_Excerpt:_
· · · · · · ·

Postman today revealed it has developed artificial intelligence (AI) agents for its platform for designing and building application programming interfaces (APIs).
Announced at the POST/CON 2025 event, the Agent Mode enables developers to, via a natural language interface, automate entire multi-step workflows spanning the designing, testing, documenting and monitoring of a single API or a logical group of APIs, known as collections.
Postman CEO Abhinav Asthana said unlike an AI copilot, Agent Mode natively executes tasks in a way that understands the actual intent of an API developer.
The overall goal is to reduce the amount of time required to build and deploy an API from weeks to a few hours using a set of repeatable workflows created by an AI agent, he added.
Additionally, developers will be able to integrate the Postman agent with other AI agents via a model context protocol (MCP) server that Postman added last month.
Finally, Postman is also committing to make it possible for developers to alternatively employ AI agents they create to build, develop and test APIs. Postman Insights, now available in a more open beta, will then provide the tools required to track usage of any API created in real time, noted Asthana.
It’s still early days so far as usage of AI tools to build APIs is concerned, but reliance on them within AI applications is already pervasive. Based on data collected from the Postman API Platform between May 2023 and April 2025, developers made more than 7 million API requests involving AI. The OpenAI platform accounted for 60% of that activity, but API traffic involving Meta Llama and Google Gemini grew by a factor of seven and five, respectively.
In total, there are more than 40 million developers that make use of Postman tools to build APIs for 500,000 organizations. The Postman API Network is being used to expose more than 100,000 of those APIs to drive multiple application services. As AI agents make it simpler for both developers and now non-technical end users to build and deploy APIs, the volume of activity is only going to continue to exponentially increase, noted Asthana.

· · · · · · ·

_Entries provided:_

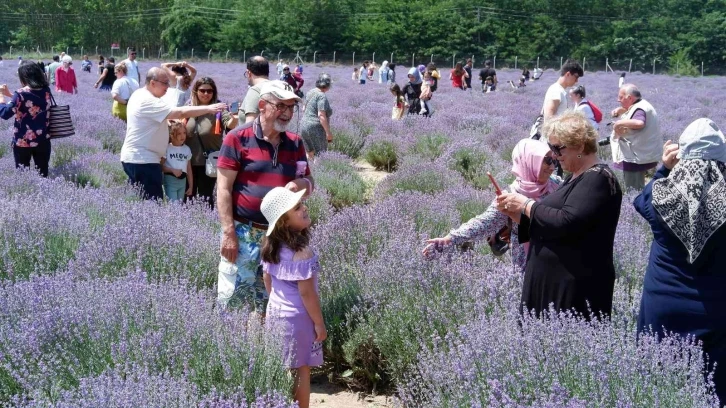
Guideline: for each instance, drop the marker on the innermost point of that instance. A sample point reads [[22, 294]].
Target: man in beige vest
[[637, 143]]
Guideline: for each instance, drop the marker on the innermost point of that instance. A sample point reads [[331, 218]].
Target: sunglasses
[[557, 150]]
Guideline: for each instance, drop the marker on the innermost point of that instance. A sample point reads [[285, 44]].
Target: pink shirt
[[65, 81]]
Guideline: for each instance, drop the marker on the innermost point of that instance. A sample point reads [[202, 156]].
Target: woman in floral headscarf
[[685, 280], [532, 164]]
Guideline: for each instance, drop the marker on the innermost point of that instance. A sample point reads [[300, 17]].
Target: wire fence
[[352, 58]]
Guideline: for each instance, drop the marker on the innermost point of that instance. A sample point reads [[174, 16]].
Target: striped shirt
[[260, 166]]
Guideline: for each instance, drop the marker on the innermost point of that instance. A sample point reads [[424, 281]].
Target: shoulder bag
[[60, 123]]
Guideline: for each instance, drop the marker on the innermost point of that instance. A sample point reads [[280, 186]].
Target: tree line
[[686, 30]]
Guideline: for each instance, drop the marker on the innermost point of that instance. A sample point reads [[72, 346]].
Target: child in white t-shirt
[[177, 165]]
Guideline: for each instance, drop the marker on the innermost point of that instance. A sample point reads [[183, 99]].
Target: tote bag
[[59, 122]]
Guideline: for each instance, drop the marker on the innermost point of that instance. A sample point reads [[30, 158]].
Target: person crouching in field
[[291, 279]]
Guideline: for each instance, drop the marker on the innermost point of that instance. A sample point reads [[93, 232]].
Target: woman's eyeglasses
[[557, 150]]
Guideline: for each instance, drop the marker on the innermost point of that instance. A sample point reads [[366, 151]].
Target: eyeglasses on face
[[281, 107], [556, 149]]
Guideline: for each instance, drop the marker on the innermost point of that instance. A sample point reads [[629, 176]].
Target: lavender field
[[107, 300]]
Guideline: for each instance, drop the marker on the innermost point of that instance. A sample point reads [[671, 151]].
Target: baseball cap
[[703, 140], [280, 90]]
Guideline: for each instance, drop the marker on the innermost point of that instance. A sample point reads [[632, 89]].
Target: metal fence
[[354, 58]]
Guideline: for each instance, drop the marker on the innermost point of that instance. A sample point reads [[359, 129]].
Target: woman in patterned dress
[[532, 164], [315, 124]]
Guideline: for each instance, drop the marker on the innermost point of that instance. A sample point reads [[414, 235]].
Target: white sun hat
[[276, 203]]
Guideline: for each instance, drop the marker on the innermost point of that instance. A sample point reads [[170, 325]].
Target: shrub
[[383, 155], [335, 174], [430, 146]]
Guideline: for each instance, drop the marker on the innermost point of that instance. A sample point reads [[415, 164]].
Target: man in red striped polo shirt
[[255, 158]]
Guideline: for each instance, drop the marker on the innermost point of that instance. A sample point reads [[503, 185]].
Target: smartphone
[[497, 190]]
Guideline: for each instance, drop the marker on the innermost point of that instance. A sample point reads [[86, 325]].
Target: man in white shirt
[[555, 103], [147, 134], [578, 97], [132, 66]]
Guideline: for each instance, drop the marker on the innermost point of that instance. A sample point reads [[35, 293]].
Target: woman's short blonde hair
[[121, 67], [572, 129]]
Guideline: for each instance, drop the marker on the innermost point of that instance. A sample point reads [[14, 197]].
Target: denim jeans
[[148, 177], [174, 188]]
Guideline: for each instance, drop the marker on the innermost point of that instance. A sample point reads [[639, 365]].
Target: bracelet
[[310, 185], [526, 203]]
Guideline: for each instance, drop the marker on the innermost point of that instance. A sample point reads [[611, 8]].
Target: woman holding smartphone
[[571, 232], [532, 164]]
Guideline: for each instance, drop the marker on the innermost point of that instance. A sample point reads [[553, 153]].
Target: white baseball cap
[[279, 89], [702, 139], [277, 202]]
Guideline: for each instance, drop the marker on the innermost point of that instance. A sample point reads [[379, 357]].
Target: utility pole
[[478, 20]]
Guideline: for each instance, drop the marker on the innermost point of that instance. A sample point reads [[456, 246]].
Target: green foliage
[[430, 146], [347, 143], [383, 155], [341, 181], [680, 64], [471, 164]]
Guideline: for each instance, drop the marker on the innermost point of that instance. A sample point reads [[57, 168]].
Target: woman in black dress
[[572, 231]]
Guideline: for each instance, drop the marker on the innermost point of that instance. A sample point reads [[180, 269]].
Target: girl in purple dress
[[291, 278]]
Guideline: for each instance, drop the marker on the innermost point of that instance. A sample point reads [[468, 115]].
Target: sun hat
[[703, 140], [279, 89], [277, 202]]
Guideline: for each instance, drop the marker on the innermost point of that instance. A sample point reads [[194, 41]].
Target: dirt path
[[323, 393], [368, 172], [326, 395]]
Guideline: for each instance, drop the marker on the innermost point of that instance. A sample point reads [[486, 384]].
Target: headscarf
[[527, 158], [692, 199], [416, 75]]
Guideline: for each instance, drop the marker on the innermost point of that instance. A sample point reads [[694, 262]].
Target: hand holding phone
[[497, 190]]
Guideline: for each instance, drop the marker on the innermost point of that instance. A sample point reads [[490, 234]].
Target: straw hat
[[276, 203]]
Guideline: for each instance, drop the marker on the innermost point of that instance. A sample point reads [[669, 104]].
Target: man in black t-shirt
[[488, 71], [468, 68]]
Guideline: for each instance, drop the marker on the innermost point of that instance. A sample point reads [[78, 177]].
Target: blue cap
[[703, 140]]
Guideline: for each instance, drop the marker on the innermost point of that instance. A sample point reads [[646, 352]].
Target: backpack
[[595, 111]]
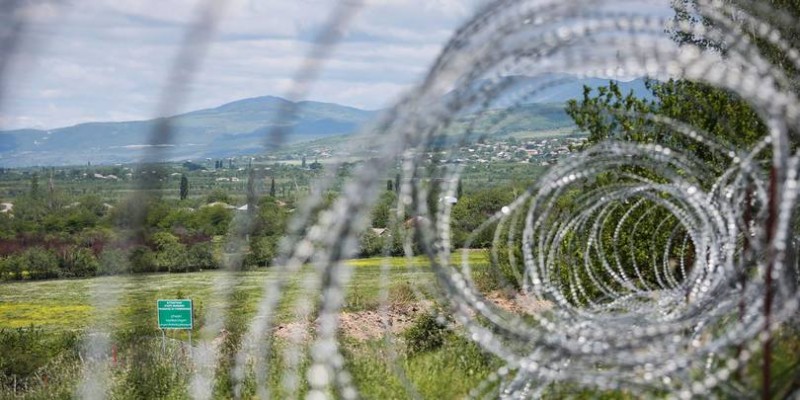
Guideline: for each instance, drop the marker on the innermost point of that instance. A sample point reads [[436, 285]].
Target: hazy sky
[[102, 60]]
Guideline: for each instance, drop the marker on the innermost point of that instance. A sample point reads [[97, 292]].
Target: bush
[[113, 262], [11, 267], [170, 254], [78, 262], [201, 256], [40, 263], [425, 334], [263, 250], [27, 350], [142, 260]]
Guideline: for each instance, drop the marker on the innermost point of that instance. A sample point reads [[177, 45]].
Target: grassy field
[[67, 305], [62, 307]]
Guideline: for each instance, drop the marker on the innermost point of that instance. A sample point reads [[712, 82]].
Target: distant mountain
[[557, 88], [241, 127]]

· · · · · · ·

_Problem set:_
1. What share of the AI-related API activity does the Postman article attribute to the OpenAI platform?
2. Return the passage of the Postman article starting with "The overall goal" and going on through "added last month.", word for word.

_Numbered responses:_
1. 60%

2.
The overall goal is to reduce the amount of time required to build and deploy an API from weeks to a few hours using a set of repeatable workflows created by an AI agent, he added.
Additionally, developers will be able to integrate the Postman agent with other AI agents via a model context protocol (MCP) server that Postman added last month.